Così il Covid ha tracciato un solco tra i tempi tragicamente spettacolare

Il tempo passa, e sono trascorsi due anni. Il passato, però, non passa, ed è bene sia così: ricordare quel 18 marzo per cosa abbiamo subìto, chi eravamo, per capire chi siamo oggi, quale società possiamo esprimere. Il Covid, ora che la grande paura è stata ricomposta in una normalità allertata e guardinga, resta come memento, imperativo futuro, un vincolo ancora sanitario ma non solo, un elemento della nostra quotidianità.

Insomma, il Covid, questo termine così supremo da violentare cuore e ragione, resta fra noi: ormai forse trasfigurato in un sentimento e in un monito, uno choc sperabilmente normalizzato. In ogni caso affidato ad una diversa psicologia percepita: non sappiamo fino a che punto differente, comunque tributario di una sofferenza indicibile. Questo ci hanno detto le cerimonie di ieri della Giornata nazionale in memoria delle vittime dell’epidemia di coronavirus. «Memoria» è la condizione esistenziale che scolpisce l’uomo bergamasco e che segna la Bergamasca, l’area più tristemente scossa dalla pandemia. Gli ormai celebri camion militari con le bare delle vittime insalutate, nel loro viaggio obbligatoriamente così lontano dal focolare domestico, faranno parte delle pagine buie della storia repubblicana.

> [Dati in esame]
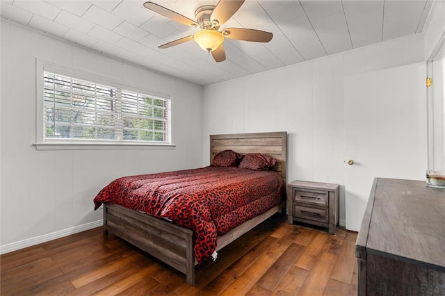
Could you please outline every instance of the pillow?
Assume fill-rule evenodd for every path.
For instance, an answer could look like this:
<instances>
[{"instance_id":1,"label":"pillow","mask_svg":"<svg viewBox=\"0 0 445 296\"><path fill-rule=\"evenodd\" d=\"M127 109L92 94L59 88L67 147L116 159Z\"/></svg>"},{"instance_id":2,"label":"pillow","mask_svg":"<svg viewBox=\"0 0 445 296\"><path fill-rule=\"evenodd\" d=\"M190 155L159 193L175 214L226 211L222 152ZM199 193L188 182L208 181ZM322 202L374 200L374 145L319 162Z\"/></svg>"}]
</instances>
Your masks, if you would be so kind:
<instances>
[{"instance_id":1,"label":"pillow","mask_svg":"<svg viewBox=\"0 0 445 296\"><path fill-rule=\"evenodd\" d=\"M261 171L273 167L275 163L277 160L272 156L261 153L250 153L244 156L238 167Z\"/></svg>"},{"instance_id":2,"label":"pillow","mask_svg":"<svg viewBox=\"0 0 445 296\"><path fill-rule=\"evenodd\" d=\"M211 165L213 167L236 167L241 155L232 150L224 150L213 157Z\"/></svg>"}]
</instances>

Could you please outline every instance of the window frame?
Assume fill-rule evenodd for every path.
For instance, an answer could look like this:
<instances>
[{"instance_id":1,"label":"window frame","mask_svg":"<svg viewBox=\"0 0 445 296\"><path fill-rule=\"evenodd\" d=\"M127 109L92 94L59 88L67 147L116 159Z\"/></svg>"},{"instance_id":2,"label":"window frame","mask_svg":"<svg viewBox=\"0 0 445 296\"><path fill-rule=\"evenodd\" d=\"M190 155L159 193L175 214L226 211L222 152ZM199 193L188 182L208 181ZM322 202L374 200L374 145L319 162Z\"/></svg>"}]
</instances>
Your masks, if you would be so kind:
<instances>
[{"instance_id":1,"label":"window frame","mask_svg":"<svg viewBox=\"0 0 445 296\"><path fill-rule=\"evenodd\" d=\"M33 143L38 150L102 150L102 149L172 149L173 142L173 95L171 93L149 90L144 87L122 83L115 79L83 71L60 66L36 58L36 116L35 142ZM124 140L99 139L65 139L45 138L45 110L44 100L44 72L56 73L70 77L86 80L96 83L110 85L125 90L153 95L170 100L170 142L156 142Z\"/></svg>"}]
</instances>

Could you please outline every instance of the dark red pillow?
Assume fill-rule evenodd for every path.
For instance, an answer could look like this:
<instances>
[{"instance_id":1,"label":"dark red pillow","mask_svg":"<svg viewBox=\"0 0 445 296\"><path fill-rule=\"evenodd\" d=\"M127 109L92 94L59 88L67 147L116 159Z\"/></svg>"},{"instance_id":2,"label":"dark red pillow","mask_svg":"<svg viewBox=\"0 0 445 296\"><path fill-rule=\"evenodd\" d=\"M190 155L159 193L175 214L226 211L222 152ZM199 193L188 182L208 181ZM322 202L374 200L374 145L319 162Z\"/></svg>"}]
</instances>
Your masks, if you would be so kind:
<instances>
[{"instance_id":1,"label":"dark red pillow","mask_svg":"<svg viewBox=\"0 0 445 296\"><path fill-rule=\"evenodd\" d=\"M251 153L244 156L238 167L261 171L273 167L275 163L277 160L272 156L261 153Z\"/></svg>"},{"instance_id":2,"label":"dark red pillow","mask_svg":"<svg viewBox=\"0 0 445 296\"><path fill-rule=\"evenodd\" d=\"M241 157L241 154L232 150L224 150L213 157L211 165L213 167L236 167Z\"/></svg>"}]
</instances>

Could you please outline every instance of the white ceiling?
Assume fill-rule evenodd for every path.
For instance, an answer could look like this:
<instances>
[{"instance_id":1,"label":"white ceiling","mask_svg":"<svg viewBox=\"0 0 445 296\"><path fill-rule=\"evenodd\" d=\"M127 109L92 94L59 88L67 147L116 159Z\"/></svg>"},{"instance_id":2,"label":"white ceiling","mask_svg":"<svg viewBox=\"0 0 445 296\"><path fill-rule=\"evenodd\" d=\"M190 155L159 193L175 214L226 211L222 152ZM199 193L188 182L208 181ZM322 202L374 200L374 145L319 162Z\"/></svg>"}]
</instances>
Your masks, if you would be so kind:
<instances>
[{"instance_id":1,"label":"white ceiling","mask_svg":"<svg viewBox=\"0 0 445 296\"><path fill-rule=\"evenodd\" d=\"M0 16L83 47L198 85L278 68L422 33L432 0L246 0L221 26L272 32L268 43L227 39L216 63L193 41L159 45L197 28L143 7L144 0L1 0ZM195 19L217 0L153 0Z\"/></svg>"}]
</instances>

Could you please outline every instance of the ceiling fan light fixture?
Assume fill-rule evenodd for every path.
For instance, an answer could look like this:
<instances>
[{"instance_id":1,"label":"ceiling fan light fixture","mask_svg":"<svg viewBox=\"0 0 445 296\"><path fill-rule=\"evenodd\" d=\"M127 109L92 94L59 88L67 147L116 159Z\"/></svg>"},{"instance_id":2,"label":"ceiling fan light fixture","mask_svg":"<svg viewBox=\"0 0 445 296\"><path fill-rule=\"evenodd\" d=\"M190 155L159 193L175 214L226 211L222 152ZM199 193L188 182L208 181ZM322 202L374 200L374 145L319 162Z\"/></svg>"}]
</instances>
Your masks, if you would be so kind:
<instances>
[{"instance_id":1,"label":"ceiling fan light fixture","mask_svg":"<svg viewBox=\"0 0 445 296\"><path fill-rule=\"evenodd\" d=\"M224 42L224 36L220 32L213 29L204 29L193 36L193 40L200 47L206 51L213 51Z\"/></svg>"}]
</instances>

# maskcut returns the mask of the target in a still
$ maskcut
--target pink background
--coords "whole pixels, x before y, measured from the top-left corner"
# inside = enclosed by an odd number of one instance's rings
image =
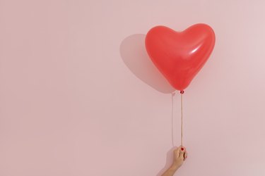
[[[0,0],[0,175],[159,175],[179,94],[145,34],[204,23],[215,49],[184,94],[176,175],[265,175],[264,1]]]

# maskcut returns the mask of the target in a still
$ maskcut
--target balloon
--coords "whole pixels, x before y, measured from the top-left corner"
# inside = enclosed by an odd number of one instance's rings
[[[208,60],[215,40],[213,29],[206,24],[196,24],[182,32],[156,26],[146,34],[146,48],[170,84],[183,91]]]

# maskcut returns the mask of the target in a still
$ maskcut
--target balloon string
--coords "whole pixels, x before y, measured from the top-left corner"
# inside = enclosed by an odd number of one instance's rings
[[[182,95],[183,94],[181,94],[181,115],[182,115],[182,126],[181,126],[181,146],[183,144],[183,106],[182,106]]]

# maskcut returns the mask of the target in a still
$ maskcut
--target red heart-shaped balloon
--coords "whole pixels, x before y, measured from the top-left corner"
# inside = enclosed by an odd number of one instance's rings
[[[196,24],[180,32],[157,26],[146,37],[152,61],[170,84],[181,91],[204,66],[214,44],[214,32],[206,24]]]

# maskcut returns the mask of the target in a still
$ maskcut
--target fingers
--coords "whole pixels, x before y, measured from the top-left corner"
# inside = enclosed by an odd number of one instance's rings
[[[174,151],[174,153],[175,157],[179,158],[180,154],[180,147],[177,148],[177,149]]]
[[[185,161],[185,160],[187,159],[187,157],[188,157],[188,153],[187,153],[187,151],[186,151],[186,152],[184,152],[184,161]]]
[[[186,149],[184,146],[180,146],[180,152],[179,152],[179,158],[184,159],[184,153],[186,151]]]

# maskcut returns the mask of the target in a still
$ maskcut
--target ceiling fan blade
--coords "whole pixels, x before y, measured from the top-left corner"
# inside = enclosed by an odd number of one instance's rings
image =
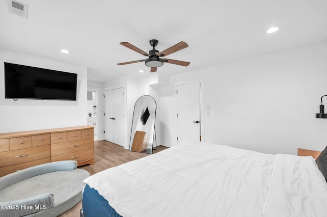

> [Consegna dell'esercizio]
Riscrivi in forma di elenco il paragrafo del brano sul Covid che inizia con «Insomma, il Covid», mantenendone i fatti principali.

> [Soluzione proposta]
- Il Covid resta fra noi, forse trasformato in un sentimento e in un monito, uno choc che si spera normalizzato.
- È affidato a una psicologia percepita diversa: non si sa quanto, ma comunque segnata da una sofferenza indicibile.
- Questo è emerso dalle cerimonie di ieri della Giornata nazionale in memoria delle vittime dell'epidemia di coronavirus.
- La «memoria» caratterizza l'uomo bergamasco e segna la Bergamasca, l'area più colpita dalla pandemia.
- I camion militari con le bare delle vittime, portate lontano dalle loro case, faranno parte delle pagine buie della storia repubblicana.